● TASK TO COMPLETE: In the excerpt about Pelosi, what does Pelosi say is sometimes harder for a woman than becoming president of the United States?

● PASSAGE PROVIDED:
◇ ◇ ◇

But she said she doesn't pray specifically "for a political outcome."

"We just pray that God's will will be done. We pray for the children, we pray for poor people, we pray for people who need help," she said. "And we always, always, always pray for our men and women in uniform who make our freedom to pray possible."

In the same appearance, Pelosi also she disagreed with her party's leading Democratic presidential nominees on whether there should be any long-term U.S. troop presence in Iraq, adding that the party's inability to end the war has been politically costly for Congressional Democrats.

At last month's Democratic presidential debate, Sens. Hillary Rodham Clinton (D-N.Y), Barack Obama (D-Ill.) and former North Carolina Sen. John Edwards all declined to pledge to remove all U.S forces from Iraq by 2013.

"I think the Democrats in the House of Representatives are much more optimistic than that," Pelosi said. "My view would be much more optimistic than what our presidential candidates are saying."

Pelosi acknowledged that Congress' inability to end the Iraq war was causing public approval of its performance to drop to record lows.

"The public is weary about this war. They want it to end, and they had expectations that Congress would end it. That focus on the war has eclipsed all that we have accomplished here," she said.

While stopping short of endorsing Clinton for her party's presidential nomination, Pelosi said it "would be exciting" to have both a female president and House speaker. But she also said it was more difficult for a woman to become speaker of the House than to win the presidency.

"This is a men's club here and I sometimes I think it's harder to become speaker of the House than president of the United States for a woman," Pelosi said.

◇ ◇ ◇

● Source records:
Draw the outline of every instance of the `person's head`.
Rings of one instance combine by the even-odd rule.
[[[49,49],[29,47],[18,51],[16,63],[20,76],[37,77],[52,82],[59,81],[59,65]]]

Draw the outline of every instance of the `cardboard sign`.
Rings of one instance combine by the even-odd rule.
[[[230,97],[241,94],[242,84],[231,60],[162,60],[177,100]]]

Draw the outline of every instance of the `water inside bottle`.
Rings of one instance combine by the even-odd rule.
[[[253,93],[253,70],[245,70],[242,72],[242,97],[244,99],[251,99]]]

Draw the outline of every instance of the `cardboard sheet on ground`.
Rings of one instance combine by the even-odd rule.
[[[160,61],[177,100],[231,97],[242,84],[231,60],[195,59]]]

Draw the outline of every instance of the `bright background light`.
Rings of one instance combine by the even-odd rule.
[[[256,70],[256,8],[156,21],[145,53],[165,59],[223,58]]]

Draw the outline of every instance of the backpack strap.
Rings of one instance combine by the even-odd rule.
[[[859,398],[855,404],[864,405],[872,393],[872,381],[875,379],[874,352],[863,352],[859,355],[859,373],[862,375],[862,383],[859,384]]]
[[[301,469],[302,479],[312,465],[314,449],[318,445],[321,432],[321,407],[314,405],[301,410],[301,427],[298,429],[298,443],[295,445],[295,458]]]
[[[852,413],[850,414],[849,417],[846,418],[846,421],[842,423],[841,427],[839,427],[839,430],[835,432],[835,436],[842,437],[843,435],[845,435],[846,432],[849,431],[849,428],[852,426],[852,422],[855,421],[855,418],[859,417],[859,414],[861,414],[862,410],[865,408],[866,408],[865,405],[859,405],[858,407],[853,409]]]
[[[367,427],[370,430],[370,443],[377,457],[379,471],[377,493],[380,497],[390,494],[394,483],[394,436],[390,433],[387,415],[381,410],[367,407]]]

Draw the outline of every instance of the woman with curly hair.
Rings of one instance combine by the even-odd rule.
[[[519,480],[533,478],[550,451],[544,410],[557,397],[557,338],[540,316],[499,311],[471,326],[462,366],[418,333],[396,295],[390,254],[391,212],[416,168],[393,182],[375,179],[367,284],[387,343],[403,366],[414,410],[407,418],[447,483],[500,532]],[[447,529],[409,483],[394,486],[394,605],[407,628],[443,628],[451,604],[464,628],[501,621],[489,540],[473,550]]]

◇ ◇ ◇

● RIGHT ANSWER: Becoming speaker of the House.